** start Excerpt provided **

Options
politicalbetting.com » Blog Archive » MEMO to CON MPs who think that an EU referendum is the magi
politicalbetting.com » Blog Archive » MEMO to CON MPs who think that an EU referendum is the magic bullet that’ll help them save seats: It isn’t
Judging by the intensity of many backbench CON MPs over the EU referendum issue you’d have thought that they firmly believe if only they could get this sorted it would be the magic bullet that would ensure their re-election at GE2015.
0
This discussion has been closed.
Comments
All the tories get out of Europe is stories of splits and a perception of being slightly obsessive, paranoid and defensive. Cameron's best policy on Europe was not to talk about it and it should remain his guiding principle from here to the election.
There are some Tory MPs who want out of Europe, and don't care about a UK election (Read Matthew Parris in The Times today)
There are some Tory MPs who are going to lose seats because of UKIP votes
If there was a referendum, and we voted out, both of those impediments to a Tory win would disappear, but that is a long way from thinking just having a vote will save any seats.
"Europe Union (i.e. EU Dictats, Open Borders, European Human Rights Act, the Euro, the European Central Bank, etc.)"
then I think more people would see it as an important issue. As it is, when asked what "Europe" means to them, most people probably think of football, the French Riviera or Alpine scenery which clearly aren't of pressing concern.
@Alanbrooke said
"I'm suggesting we create more than two banks to restore competition we need to back out of a position where two banks ( RBS and LBG )have 40+% of some of our credit markets. Anything above 15% for a company tends to drift towards a monopoly position. We need a series of banks with nor more than say 5%.
The capital for these banks we have already paid in the recession. I'm afraid we've spent the money. The issue we have is do we follow the GO route of leave the big beasts in place and try to privatise them in the short term or sit on the capital longer and restructure them for the wider benefit of the economy. My preference clearly is for the second. As a note I don't think just breaking banks up per se will not solve all our problems, clearly it won't, but I do believe it will lessen them significantly and create an environment where regulation is underpinned by competitive pressure. It's the point I made last night the control of pricing in oligopolies tends to be pricing for profit as opposed to pricing to win business.
As for your second point, yes there is that risk and ultimately that depends on how a split is managed. Clearly the retail banks need to be better capitalised. However I would suggest that if the mega banks have been feeding capital from retail to other operations this has simply been a covert way of gaining access to more funds to play international markets. If the markets they wish to play are that profitable then they should do what they should have done in the first place and raise fresh capital to gamble on their own accounts.
I don't suppose we'll be heading back to the halcyon days of Warmington on Sea, technology and the world have moved on, but the interesting thing of this debate has been the way the banker fans have lined up to defend the producer and have put the needs of the customer to one side. SMEs remain one of the powerhouses of UK jobs, innovation, prosperity and bluntly tax revenues which multinats avoid. That we seem to want to ignore ways of increasing their prosperity seems bizarre to me."
Sorry for not replying on previous thread but another higher power insisted I needed a Costa downtown. It may be we are closer than I thought from my skim of the previous debate. I certainly agree with nearly all of this.

** end Excerpt provided **
** start Records provided **

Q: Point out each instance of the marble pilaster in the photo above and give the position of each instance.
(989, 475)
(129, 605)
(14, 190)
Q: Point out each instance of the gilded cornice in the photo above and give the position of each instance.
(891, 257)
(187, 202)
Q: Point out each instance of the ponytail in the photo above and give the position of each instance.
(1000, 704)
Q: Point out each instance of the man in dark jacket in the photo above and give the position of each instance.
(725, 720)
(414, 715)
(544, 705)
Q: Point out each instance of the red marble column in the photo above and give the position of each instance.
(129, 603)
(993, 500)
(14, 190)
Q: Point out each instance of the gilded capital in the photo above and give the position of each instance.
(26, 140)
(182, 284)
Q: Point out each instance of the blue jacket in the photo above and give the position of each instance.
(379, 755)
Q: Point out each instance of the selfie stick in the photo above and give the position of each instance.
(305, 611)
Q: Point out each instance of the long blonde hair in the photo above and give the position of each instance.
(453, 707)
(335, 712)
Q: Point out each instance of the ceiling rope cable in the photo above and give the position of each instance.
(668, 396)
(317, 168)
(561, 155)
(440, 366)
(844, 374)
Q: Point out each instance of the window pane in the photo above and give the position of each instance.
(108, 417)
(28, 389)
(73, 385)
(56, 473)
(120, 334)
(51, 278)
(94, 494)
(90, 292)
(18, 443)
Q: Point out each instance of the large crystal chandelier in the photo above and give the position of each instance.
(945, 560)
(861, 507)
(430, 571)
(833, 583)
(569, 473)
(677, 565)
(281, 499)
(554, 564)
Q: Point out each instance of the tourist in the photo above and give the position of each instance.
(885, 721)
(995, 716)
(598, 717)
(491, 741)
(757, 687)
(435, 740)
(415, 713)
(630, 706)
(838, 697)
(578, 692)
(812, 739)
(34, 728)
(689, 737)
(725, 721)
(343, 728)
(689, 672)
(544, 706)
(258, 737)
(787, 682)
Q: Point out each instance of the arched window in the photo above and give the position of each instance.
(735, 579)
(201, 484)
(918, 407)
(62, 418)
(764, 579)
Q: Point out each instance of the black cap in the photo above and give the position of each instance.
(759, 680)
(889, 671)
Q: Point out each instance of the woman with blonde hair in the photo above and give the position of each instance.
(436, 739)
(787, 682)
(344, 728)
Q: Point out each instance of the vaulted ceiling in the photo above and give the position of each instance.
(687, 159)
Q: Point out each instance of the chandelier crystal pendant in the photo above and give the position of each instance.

** end Records provided **

— Exercise set —
1. Which items does the politicalbetting.com page list inside the parentheses after "Europe Union"?
2. Reproduce everything in the politicalbetting.com page from "There are some Tory MPs who are" down to "of pressing concern.".

— Solutions to each task —
1. EU Dictats, Open Borders, European Human Rights Act, the Euro, the European Central Bank

2.
There are some Tory MPs who are going to lose seats because of UKIP votes
If there was a referendum, and we voted out, both of those impediments to a Tory win would disappear, but that is a long way from thinking just having a vote will save any seats.
"Europe Union (i.e. EU Dictats, Open Borders, European Human Rights Act, the Euro, the European Central Bank, etc.)"
then I think more people would see it as an important issue. As it is, when asked what "Europe" means to them, most people probably think of football, the French Riviera or Alpine scenery which clearly aren't of pressing concern.